- **Excerpts from a point labeling dataset**
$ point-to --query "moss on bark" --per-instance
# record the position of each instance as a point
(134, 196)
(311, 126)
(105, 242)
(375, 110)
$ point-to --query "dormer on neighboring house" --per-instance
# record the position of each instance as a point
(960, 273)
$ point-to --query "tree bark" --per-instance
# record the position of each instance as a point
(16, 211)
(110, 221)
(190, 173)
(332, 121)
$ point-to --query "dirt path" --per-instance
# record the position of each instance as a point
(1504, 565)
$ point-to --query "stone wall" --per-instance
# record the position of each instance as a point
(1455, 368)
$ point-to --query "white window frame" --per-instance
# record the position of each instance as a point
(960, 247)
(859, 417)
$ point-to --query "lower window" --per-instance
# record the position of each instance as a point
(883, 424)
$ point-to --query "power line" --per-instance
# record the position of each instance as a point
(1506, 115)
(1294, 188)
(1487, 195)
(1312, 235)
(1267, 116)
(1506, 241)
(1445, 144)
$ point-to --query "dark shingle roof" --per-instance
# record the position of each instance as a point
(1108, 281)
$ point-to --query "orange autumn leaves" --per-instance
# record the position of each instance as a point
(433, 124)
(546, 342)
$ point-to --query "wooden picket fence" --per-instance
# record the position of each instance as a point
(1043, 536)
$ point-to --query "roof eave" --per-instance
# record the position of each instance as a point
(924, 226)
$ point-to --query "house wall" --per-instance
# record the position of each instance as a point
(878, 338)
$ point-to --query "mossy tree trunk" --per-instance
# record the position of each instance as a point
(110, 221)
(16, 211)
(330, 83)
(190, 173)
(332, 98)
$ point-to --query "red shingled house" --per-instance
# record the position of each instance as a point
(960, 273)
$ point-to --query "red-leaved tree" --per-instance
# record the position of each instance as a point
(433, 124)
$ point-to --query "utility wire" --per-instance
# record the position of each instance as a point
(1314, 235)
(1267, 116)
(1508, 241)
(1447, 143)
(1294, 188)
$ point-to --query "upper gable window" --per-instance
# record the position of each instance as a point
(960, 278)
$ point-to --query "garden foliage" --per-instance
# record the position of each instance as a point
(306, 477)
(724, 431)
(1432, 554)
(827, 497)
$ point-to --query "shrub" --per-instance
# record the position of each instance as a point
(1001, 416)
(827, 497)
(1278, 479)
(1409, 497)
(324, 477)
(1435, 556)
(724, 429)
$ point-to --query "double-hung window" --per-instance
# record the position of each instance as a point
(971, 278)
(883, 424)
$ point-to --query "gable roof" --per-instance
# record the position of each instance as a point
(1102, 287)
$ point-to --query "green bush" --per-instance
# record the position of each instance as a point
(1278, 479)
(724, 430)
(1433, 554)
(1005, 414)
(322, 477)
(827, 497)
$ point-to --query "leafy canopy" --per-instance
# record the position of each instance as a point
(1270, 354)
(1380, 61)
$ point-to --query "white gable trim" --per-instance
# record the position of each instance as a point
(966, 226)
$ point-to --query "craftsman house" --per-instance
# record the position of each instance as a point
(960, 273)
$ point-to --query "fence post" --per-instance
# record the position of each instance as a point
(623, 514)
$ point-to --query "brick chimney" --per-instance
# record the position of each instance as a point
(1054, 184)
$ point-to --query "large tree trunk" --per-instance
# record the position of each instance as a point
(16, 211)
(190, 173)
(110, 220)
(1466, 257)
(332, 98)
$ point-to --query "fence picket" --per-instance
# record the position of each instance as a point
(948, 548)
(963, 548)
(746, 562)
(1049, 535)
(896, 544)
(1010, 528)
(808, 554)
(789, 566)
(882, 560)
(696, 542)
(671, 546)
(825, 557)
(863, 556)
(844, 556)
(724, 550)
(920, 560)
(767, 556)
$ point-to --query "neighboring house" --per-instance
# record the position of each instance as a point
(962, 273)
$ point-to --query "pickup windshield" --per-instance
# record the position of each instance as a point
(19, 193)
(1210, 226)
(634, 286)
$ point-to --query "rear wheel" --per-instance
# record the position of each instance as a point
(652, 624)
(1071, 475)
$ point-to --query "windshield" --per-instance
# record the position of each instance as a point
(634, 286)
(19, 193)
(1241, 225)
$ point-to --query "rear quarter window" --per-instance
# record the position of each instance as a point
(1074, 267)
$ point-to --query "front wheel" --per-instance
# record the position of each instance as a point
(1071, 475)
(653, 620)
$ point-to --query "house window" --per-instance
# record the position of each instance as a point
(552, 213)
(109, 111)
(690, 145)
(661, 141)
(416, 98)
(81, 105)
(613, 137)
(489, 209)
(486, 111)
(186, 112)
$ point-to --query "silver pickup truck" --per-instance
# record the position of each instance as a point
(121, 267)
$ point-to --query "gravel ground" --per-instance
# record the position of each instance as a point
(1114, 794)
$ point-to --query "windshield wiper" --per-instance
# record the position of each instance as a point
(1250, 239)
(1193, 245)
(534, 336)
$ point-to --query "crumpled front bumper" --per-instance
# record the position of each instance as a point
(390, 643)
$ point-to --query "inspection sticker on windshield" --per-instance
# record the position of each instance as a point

- **The problem**
How many lines of the listing above contain the string "picket"? Give only the number.

- **Output below**
2